» Record excerpts:
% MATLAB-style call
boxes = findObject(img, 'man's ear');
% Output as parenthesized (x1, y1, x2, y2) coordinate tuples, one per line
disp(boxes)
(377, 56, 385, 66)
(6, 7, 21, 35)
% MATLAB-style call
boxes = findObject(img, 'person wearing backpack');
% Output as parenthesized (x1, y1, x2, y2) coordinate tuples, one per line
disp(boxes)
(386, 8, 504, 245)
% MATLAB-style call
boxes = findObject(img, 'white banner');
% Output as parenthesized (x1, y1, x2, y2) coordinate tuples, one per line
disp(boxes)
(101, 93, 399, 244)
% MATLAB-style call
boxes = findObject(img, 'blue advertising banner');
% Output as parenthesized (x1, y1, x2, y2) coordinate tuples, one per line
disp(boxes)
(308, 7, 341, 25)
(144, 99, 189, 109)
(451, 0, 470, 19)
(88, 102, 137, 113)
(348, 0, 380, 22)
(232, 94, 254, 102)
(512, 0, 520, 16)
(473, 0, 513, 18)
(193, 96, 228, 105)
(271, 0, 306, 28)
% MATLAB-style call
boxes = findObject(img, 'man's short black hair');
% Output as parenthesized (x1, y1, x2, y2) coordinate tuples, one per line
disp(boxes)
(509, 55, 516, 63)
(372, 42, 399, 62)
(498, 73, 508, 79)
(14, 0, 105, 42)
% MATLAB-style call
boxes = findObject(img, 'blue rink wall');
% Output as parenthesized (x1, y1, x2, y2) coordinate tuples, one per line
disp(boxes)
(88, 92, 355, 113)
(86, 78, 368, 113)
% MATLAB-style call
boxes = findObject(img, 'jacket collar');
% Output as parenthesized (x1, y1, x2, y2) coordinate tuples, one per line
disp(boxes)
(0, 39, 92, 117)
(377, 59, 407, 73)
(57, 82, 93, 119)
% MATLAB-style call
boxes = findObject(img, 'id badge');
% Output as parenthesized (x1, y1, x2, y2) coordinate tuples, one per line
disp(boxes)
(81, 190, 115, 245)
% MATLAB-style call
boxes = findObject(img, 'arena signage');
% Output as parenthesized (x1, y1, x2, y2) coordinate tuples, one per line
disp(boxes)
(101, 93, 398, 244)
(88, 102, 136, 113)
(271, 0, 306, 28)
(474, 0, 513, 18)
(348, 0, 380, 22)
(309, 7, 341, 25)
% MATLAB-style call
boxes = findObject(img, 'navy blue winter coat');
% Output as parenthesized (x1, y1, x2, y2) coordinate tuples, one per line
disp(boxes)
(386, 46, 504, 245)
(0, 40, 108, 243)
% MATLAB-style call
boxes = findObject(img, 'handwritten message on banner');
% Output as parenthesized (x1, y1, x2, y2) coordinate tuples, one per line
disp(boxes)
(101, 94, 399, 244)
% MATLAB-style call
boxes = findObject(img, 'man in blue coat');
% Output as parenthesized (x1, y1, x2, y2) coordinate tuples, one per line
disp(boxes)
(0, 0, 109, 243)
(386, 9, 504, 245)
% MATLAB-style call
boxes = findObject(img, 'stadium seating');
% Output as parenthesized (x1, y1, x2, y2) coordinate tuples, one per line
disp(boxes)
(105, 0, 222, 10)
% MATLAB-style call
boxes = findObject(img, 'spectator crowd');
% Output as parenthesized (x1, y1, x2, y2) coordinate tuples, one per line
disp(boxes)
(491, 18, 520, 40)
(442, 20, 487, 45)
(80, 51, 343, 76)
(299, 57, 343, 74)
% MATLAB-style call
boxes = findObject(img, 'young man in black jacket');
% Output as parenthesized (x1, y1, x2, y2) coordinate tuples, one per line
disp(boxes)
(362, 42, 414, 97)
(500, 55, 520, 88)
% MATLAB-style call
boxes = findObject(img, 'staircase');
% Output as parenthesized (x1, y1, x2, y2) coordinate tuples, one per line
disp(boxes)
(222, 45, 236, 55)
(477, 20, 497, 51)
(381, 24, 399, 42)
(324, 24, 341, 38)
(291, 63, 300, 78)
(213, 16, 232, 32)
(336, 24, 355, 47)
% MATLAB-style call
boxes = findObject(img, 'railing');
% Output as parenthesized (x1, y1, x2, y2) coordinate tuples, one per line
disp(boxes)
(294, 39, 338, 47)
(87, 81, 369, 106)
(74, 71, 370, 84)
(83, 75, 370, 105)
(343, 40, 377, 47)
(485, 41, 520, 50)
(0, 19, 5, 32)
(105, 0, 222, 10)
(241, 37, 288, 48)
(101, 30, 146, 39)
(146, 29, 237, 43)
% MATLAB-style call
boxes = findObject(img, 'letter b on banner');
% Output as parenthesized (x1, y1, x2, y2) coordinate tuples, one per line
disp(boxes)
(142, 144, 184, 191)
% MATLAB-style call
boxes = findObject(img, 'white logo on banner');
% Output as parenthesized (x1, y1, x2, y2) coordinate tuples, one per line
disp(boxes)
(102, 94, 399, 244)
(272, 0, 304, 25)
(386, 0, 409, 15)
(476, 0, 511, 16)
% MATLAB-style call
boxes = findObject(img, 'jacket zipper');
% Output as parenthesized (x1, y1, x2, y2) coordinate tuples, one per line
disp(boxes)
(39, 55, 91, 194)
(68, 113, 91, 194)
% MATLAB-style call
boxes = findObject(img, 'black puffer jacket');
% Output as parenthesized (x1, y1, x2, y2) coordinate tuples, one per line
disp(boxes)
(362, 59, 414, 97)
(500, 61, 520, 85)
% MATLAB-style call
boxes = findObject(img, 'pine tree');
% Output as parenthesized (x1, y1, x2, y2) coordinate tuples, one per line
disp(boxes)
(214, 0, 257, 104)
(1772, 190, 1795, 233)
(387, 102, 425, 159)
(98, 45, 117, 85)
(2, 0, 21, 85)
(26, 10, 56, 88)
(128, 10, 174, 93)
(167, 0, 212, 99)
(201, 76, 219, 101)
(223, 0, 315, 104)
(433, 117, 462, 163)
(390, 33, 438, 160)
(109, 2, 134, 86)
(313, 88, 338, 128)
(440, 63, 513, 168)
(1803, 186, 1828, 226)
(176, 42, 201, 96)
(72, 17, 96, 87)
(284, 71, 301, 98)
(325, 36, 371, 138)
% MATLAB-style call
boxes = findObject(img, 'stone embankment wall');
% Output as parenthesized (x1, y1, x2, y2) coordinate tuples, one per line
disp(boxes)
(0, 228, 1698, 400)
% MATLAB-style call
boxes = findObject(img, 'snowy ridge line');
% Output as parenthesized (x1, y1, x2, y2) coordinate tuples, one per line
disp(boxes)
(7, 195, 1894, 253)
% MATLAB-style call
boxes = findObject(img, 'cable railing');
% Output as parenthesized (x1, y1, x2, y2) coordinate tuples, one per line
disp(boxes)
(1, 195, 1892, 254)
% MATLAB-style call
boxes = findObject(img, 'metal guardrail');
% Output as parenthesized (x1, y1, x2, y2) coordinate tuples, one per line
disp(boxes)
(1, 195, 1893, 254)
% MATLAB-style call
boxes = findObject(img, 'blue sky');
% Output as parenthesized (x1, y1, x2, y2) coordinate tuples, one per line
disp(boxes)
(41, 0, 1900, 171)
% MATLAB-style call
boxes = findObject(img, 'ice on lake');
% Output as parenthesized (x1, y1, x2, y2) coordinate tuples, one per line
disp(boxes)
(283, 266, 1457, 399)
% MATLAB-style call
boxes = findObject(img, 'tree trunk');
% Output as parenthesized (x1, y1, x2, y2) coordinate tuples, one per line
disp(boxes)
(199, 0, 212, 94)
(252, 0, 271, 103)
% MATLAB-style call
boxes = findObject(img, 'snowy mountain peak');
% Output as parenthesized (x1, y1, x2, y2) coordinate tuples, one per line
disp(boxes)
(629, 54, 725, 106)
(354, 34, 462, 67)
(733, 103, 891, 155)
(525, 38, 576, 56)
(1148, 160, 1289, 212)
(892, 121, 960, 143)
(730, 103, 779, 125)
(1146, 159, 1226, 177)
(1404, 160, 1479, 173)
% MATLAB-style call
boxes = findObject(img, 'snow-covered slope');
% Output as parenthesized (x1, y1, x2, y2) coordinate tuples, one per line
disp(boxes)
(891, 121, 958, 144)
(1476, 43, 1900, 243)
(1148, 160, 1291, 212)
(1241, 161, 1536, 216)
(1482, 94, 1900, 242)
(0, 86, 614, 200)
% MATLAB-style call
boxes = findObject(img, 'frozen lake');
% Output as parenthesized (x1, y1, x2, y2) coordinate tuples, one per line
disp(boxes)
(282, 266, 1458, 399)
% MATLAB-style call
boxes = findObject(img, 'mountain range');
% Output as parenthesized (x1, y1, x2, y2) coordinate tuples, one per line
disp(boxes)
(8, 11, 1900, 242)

» Required action:
Copy only the stretch running from the line containing "boxes = findObject(img, 'snowy mountain" to the final line of the entries, both ends included, exactly as it stands.

» Response area:
boxes = findObject(img, 'snowy mountain peak');
% Output as parenthesized (x1, y1, x2, y2) coordinate tuples, one per line
disp(boxes)
(629, 54, 725, 106)
(354, 34, 462, 67)
(733, 103, 891, 155)
(525, 38, 576, 56)
(1148, 160, 1289, 212)
(892, 121, 960, 143)
(730, 103, 779, 125)
(1146, 159, 1226, 177)
(1404, 160, 1479, 173)
% MATLAB-style call
boxes = findObject(img, 'snow-covered slope');
% Output as parenthesized (x1, y1, x2, y2) coordinate tuples, one per line
disp(boxes)
(891, 121, 958, 144)
(1476, 43, 1900, 243)
(1148, 160, 1291, 212)
(1241, 161, 1536, 216)
(1482, 94, 1900, 242)
(0, 86, 614, 200)
% MATLAB-style call
boxes = findObject(img, 'frozen lake');
% Output as parenthesized (x1, y1, x2, y2) coordinate tuples, one per line
disp(boxes)
(282, 266, 1458, 399)
% MATLAB-style call
boxes = findObject(img, 'mountain range');
% Output as parenthesized (x1, y1, x2, y2) coordinate tuples, one per line
disp(boxes)
(8, 11, 1900, 242)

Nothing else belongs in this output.